■ Task brief:
Rewrite the records below, changing each "pointer" to "annotator" and leaving every other word untouched.

■ Location labeling records:
#####

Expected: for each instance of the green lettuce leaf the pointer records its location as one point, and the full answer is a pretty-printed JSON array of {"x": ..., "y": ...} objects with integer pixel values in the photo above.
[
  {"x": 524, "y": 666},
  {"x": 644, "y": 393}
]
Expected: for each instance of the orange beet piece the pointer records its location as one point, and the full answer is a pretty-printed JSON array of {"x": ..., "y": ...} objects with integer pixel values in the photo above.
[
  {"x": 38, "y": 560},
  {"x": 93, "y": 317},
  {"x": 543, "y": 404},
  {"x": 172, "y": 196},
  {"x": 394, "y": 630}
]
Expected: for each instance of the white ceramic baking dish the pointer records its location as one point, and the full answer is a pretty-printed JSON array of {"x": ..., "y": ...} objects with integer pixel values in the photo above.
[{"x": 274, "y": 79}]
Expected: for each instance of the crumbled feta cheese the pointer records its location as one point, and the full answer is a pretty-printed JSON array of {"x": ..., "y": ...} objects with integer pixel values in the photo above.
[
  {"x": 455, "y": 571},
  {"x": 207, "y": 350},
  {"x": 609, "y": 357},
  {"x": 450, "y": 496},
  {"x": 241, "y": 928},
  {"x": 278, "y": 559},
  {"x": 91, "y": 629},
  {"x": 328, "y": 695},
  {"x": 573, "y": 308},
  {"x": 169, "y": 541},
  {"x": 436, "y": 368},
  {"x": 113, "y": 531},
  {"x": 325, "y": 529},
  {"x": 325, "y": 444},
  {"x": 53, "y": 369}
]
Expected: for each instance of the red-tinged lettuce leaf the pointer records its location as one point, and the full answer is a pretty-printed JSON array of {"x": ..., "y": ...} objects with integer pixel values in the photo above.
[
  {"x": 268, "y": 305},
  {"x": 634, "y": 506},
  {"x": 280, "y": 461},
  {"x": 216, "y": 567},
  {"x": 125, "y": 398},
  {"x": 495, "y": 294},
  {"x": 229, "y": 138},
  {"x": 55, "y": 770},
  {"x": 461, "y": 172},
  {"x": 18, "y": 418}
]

#####

■ Result of this task:
Expected: for each instance of the green lettuce leaf the annotator records its location as one point, and the full answer is a pretty-printed JSON array of {"x": ..., "y": ...} objects with integer pixel values in the photo above.
[
  {"x": 524, "y": 666},
  {"x": 644, "y": 393}
]
Expected: for each instance of the orange beet piece the annotator records its location as one point, and the full answer is a pretty-printed JSON array of {"x": ..., "y": ...} objects with integer pixel values in the photo above.
[
  {"x": 38, "y": 560},
  {"x": 93, "y": 317},
  {"x": 543, "y": 404},
  {"x": 172, "y": 196},
  {"x": 394, "y": 630}
]
Expected: for each instance of the white ceramic baking dish the annotator records its location as one point, and the full answer is a pretty-printed JSON array of {"x": ..., "y": ...} objects with integer pixel values in the photo above.
[{"x": 274, "y": 79}]
Expected: for each instance of the crumbled feta cheese the annotator records its location as one point, and the full answer is a pretty-printed JSON array of {"x": ..., "y": ...} objects with integer pixel values in the photo above.
[
  {"x": 455, "y": 571},
  {"x": 207, "y": 350},
  {"x": 609, "y": 357},
  {"x": 450, "y": 496},
  {"x": 241, "y": 928},
  {"x": 278, "y": 559},
  {"x": 91, "y": 629},
  {"x": 328, "y": 695},
  {"x": 573, "y": 308},
  {"x": 169, "y": 541},
  {"x": 436, "y": 368},
  {"x": 113, "y": 531},
  {"x": 325, "y": 529},
  {"x": 325, "y": 444},
  {"x": 53, "y": 369}
]
Expected: for each instance of the red-tinged lettuce leaf the annotator records its location as one point, and the full answer is a pretty-printed JSON array of {"x": ..., "y": ...} objects with integer pixel values in the photo above.
[
  {"x": 268, "y": 305},
  {"x": 634, "y": 506},
  {"x": 280, "y": 461},
  {"x": 216, "y": 567},
  {"x": 125, "y": 398},
  {"x": 495, "y": 294},
  {"x": 229, "y": 138},
  {"x": 55, "y": 770},
  {"x": 461, "y": 172},
  {"x": 18, "y": 418}
]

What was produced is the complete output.